- What is expected
Below are some records; find each line that carries the word "flower" and copy it.

Start of Dataset content

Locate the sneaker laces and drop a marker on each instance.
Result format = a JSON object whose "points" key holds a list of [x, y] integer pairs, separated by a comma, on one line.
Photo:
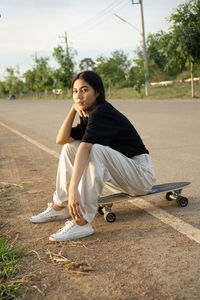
{"points": [[50, 206], [68, 225]]}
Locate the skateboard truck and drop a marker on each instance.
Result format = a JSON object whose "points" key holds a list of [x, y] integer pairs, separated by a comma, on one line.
{"points": [[176, 195]]}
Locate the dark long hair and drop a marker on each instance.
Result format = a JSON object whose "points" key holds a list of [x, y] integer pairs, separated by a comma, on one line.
{"points": [[95, 81]]}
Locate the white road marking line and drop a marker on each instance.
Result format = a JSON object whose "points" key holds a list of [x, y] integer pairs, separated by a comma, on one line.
{"points": [[32, 141], [179, 225]]}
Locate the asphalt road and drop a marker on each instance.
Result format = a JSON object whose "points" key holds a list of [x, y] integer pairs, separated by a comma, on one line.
{"points": [[170, 130]]}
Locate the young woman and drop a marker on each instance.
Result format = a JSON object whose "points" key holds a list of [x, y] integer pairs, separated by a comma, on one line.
{"points": [[103, 149]]}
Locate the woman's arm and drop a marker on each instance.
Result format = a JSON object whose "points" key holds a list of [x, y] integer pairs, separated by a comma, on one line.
{"points": [[63, 136], [80, 163]]}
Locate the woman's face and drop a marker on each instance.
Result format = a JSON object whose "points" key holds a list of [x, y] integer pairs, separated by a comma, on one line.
{"points": [[84, 95]]}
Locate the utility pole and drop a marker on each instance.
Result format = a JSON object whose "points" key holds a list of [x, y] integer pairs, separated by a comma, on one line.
{"points": [[65, 41], [144, 47]]}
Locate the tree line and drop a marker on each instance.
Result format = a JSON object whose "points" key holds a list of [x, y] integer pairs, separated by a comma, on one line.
{"points": [[170, 55]]}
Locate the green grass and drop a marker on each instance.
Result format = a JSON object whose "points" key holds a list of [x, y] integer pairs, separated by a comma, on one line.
{"points": [[9, 266]]}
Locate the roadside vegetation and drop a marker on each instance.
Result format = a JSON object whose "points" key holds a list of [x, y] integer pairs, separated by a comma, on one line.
{"points": [[172, 55], [12, 281], [10, 285]]}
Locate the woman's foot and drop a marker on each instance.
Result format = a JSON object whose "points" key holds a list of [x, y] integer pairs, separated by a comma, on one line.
{"points": [[72, 231]]}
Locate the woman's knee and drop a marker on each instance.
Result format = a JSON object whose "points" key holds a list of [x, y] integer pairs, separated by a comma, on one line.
{"points": [[70, 148]]}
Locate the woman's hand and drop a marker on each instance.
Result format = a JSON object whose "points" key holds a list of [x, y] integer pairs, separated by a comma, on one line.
{"points": [[74, 203], [81, 113]]}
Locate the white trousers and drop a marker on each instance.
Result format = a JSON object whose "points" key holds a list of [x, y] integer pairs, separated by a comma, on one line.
{"points": [[105, 166]]}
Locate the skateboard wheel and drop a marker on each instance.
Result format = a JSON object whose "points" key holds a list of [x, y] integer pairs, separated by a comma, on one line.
{"points": [[168, 196], [100, 210], [110, 217], [183, 201]]}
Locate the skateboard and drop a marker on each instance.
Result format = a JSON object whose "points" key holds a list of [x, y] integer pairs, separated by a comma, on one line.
{"points": [[173, 192]]}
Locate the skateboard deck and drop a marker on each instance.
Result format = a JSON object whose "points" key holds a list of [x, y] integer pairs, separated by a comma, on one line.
{"points": [[173, 192]]}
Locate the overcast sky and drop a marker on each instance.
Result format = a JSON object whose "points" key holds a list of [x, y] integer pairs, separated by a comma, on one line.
{"points": [[36, 26]]}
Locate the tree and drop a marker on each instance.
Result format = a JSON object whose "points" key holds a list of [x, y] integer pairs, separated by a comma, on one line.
{"points": [[113, 70], [182, 44], [40, 78], [65, 73], [87, 64], [13, 84]]}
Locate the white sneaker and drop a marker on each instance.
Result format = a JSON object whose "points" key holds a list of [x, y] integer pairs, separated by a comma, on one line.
{"points": [[50, 214], [72, 231]]}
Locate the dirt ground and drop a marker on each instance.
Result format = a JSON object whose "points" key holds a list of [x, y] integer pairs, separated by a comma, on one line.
{"points": [[137, 257]]}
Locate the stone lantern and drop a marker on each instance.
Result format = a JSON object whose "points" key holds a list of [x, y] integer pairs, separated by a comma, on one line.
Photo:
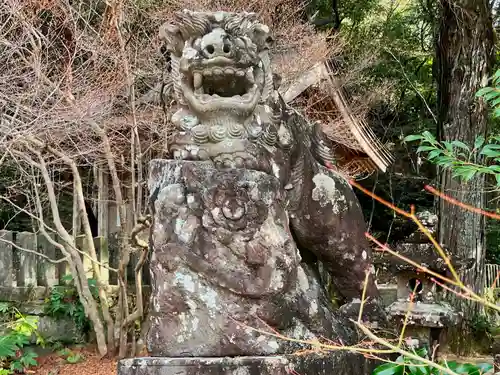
{"points": [[419, 299]]}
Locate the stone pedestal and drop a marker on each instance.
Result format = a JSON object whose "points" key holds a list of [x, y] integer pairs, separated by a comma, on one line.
{"points": [[338, 363]]}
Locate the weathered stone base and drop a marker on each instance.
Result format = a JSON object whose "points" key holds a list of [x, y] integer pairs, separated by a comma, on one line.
{"points": [[338, 363]]}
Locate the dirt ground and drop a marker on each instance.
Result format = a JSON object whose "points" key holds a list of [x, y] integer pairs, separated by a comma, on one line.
{"points": [[54, 364]]}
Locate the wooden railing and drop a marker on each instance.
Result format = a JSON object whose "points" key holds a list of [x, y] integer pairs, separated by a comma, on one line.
{"points": [[27, 272]]}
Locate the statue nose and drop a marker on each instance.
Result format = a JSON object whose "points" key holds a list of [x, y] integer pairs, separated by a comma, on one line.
{"points": [[216, 44]]}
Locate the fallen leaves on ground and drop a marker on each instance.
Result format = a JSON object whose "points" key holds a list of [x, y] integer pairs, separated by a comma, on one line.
{"points": [[91, 364]]}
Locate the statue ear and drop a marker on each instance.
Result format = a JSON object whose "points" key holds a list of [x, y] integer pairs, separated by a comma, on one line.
{"points": [[172, 37]]}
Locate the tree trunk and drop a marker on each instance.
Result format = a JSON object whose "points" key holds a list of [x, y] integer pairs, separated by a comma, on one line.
{"points": [[464, 60]]}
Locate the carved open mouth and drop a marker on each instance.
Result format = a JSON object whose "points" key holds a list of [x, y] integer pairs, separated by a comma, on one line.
{"points": [[222, 87], [225, 83]]}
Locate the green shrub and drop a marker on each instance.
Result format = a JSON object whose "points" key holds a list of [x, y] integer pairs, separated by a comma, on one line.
{"points": [[408, 366], [17, 332]]}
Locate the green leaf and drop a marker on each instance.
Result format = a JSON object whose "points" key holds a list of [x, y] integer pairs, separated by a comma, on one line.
{"points": [[489, 152], [8, 346], [448, 146], [389, 369], [495, 102], [434, 153], [425, 148], [28, 359], [460, 144], [479, 142], [429, 137], [4, 307], [482, 368]]}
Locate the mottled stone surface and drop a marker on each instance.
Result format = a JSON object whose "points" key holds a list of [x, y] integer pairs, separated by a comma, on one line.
{"points": [[224, 263], [231, 115], [435, 315], [338, 363]]}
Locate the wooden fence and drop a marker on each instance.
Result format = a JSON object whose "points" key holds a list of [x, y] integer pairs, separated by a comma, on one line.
{"points": [[24, 266]]}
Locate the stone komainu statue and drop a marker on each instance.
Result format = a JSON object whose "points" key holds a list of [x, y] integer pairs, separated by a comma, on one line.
{"points": [[246, 207]]}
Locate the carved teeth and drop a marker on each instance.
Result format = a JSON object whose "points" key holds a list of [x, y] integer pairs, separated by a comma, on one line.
{"points": [[250, 76], [197, 80]]}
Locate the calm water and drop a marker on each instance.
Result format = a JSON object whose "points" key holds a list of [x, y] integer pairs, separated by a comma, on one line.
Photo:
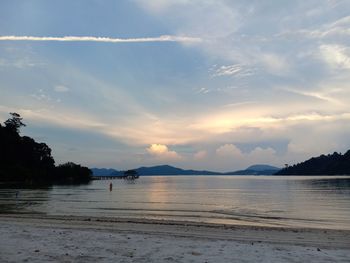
{"points": [[322, 202]]}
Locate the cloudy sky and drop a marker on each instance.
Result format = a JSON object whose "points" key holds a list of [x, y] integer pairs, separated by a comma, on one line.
{"points": [[203, 84]]}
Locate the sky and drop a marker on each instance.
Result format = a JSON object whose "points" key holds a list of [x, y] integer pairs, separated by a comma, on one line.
{"points": [[201, 84]]}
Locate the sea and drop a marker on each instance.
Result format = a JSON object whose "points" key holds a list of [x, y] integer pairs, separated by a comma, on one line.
{"points": [[279, 201]]}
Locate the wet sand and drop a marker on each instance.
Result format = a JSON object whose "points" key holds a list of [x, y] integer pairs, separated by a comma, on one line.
{"points": [[40, 238]]}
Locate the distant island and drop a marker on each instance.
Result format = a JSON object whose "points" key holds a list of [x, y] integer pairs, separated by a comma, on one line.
{"points": [[259, 169], [331, 164], [23, 160]]}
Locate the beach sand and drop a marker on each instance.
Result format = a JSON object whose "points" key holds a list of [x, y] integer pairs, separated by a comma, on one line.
{"points": [[40, 238]]}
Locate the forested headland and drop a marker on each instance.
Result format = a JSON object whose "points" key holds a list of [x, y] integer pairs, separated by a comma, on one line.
{"points": [[331, 164], [23, 160]]}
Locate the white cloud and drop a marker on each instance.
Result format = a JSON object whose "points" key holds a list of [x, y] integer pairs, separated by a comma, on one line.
{"points": [[336, 56], [162, 151], [200, 155], [228, 150], [235, 70], [61, 88], [163, 38]]}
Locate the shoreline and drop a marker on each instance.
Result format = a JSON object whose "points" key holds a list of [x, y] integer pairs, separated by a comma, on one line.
{"points": [[41, 238], [331, 238]]}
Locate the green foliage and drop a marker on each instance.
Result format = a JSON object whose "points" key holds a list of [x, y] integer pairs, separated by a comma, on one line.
{"points": [[24, 160], [331, 164], [14, 123]]}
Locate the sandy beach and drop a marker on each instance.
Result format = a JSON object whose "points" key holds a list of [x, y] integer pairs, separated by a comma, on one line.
{"points": [[39, 238]]}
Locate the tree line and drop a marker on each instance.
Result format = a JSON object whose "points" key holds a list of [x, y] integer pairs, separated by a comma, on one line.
{"points": [[24, 160], [331, 164]]}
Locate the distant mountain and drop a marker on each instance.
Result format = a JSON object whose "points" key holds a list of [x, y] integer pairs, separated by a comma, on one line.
{"points": [[170, 170], [104, 172], [258, 169], [262, 167], [331, 164]]}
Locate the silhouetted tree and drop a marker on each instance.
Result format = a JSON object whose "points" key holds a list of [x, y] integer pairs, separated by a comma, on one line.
{"points": [[15, 123], [331, 164], [24, 160]]}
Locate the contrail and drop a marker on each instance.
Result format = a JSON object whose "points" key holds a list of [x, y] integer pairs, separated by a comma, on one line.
{"points": [[163, 38]]}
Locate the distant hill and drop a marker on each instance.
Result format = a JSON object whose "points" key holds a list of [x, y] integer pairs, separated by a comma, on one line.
{"points": [[104, 172], [331, 164], [170, 170], [258, 169]]}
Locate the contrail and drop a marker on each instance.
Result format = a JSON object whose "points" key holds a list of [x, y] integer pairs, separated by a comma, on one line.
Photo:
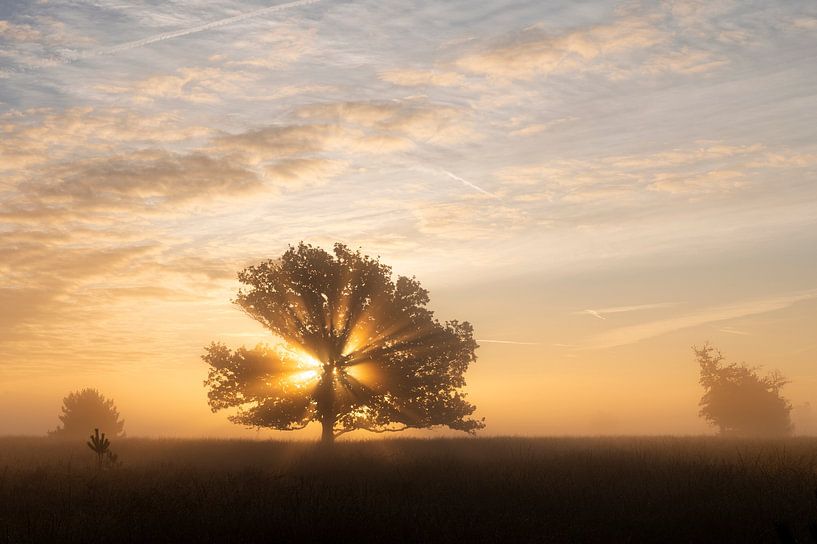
{"points": [[104, 51], [468, 183], [509, 342], [601, 312]]}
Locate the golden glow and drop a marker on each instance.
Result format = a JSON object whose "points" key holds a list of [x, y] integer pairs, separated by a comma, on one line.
{"points": [[366, 373], [303, 377]]}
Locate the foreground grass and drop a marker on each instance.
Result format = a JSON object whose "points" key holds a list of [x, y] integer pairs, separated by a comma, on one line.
{"points": [[468, 490]]}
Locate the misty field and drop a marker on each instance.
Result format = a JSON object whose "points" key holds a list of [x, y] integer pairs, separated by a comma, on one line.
{"points": [[444, 490]]}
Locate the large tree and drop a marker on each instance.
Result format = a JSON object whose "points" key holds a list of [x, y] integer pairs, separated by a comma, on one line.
{"points": [[86, 410], [739, 401], [356, 350]]}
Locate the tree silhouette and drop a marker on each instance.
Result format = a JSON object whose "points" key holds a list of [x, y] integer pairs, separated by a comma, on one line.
{"points": [[357, 350], [86, 410], [738, 400]]}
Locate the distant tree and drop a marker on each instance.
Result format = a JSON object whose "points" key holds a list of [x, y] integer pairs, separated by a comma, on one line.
{"points": [[738, 400], [358, 350], [86, 410]]}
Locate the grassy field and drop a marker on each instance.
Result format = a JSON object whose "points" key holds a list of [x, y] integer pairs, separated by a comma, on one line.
{"points": [[463, 490]]}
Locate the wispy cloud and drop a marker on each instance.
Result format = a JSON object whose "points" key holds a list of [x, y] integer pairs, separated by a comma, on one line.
{"points": [[513, 342], [600, 313], [127, 46], [468, 183], [635, 333]]}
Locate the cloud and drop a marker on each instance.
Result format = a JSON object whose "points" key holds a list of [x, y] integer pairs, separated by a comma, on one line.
{"points": [[534, 52], [196, 85], [41, 136], [151, 178], [716, 181], [635, 333], [417, 120], [135, 44], [18, 33], [469, 220], [305, 170], [601, 312], [417, 77]]}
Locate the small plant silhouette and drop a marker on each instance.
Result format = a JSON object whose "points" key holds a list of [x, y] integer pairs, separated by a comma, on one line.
{"points": [[101, 446]]}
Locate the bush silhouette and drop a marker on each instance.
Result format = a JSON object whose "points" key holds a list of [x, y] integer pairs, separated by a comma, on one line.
{"points": [[739, 401], [86, 410]]}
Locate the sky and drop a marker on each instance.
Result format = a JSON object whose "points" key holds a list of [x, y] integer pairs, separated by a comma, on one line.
{"points": [[595, 186]]}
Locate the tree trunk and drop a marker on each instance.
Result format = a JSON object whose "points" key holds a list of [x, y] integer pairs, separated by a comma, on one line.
{"points": [[326, 406]]}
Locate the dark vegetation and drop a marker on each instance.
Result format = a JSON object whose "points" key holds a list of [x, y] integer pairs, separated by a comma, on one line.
{"points": [[86, 410], [739, 401], [442, 490], [360, 350]]}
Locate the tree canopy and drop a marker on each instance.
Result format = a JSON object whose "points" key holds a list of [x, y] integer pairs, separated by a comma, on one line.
{"points": [[86, 410], [357, 350], [738, 400]]}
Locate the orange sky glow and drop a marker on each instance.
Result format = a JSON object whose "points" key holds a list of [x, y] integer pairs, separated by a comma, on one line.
{"points": [[595, 186]]}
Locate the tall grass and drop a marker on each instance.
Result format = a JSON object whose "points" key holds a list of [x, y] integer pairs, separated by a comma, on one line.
{"points": [[446, 490]]}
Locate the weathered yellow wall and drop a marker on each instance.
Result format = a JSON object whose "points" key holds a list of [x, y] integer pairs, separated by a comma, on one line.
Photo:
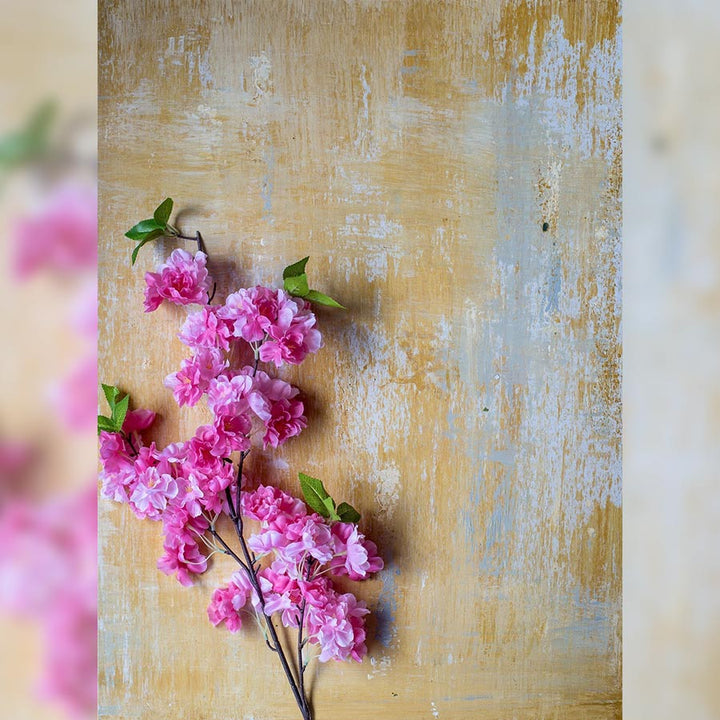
{"points": [[468, 402]]}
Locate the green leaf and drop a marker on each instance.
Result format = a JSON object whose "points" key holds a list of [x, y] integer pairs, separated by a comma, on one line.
{"points": [[106, 424], [120, 411], [297, 286], [111, 394], [147, 239], [348, 513], [31, 141], [162, 212], [321, 299], [330, 506], [143, 228], [295, 269], [314, 493]]}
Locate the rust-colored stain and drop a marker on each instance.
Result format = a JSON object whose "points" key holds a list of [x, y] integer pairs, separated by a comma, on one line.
{"points": [[453, 169]]}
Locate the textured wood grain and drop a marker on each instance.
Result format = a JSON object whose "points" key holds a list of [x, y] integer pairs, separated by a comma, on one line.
{"points": [[468, 403]]}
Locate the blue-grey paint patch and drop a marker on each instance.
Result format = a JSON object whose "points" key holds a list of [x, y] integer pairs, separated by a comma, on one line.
{"points": [[386, 611]]}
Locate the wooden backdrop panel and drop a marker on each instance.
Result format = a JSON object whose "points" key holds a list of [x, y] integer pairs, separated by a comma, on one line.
{"points": [[453, 170]]}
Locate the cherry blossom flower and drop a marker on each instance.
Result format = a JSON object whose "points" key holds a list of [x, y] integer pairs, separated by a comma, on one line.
{"points": [[182, 279], [196, 373], [205, 329]]}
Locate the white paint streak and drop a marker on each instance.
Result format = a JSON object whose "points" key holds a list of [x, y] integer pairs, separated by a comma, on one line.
{"points": [[387, 490]]}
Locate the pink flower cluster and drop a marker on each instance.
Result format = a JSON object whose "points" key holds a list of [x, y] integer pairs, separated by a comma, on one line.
{"points": [[282, 326], [48, 573], [178, 485], [296, 585], [182, 279]]}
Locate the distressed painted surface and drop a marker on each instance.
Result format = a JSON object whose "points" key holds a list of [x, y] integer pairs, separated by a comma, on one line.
{"points": [[468, 403]]}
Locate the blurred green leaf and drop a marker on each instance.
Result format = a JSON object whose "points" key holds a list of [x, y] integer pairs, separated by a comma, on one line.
{"points": [[32, 140], [106, 424]]}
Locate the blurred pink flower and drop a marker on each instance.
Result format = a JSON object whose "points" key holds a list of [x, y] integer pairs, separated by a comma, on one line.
{"points": [[62, 237]]}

End of Dataset content

- Task response
Locate the cherry blossom flower and drop a marker on each instance.
Locate the pink flower cluster and drop a marker on each instance.
Locate the blurred pink flower and drop a marker on each instance.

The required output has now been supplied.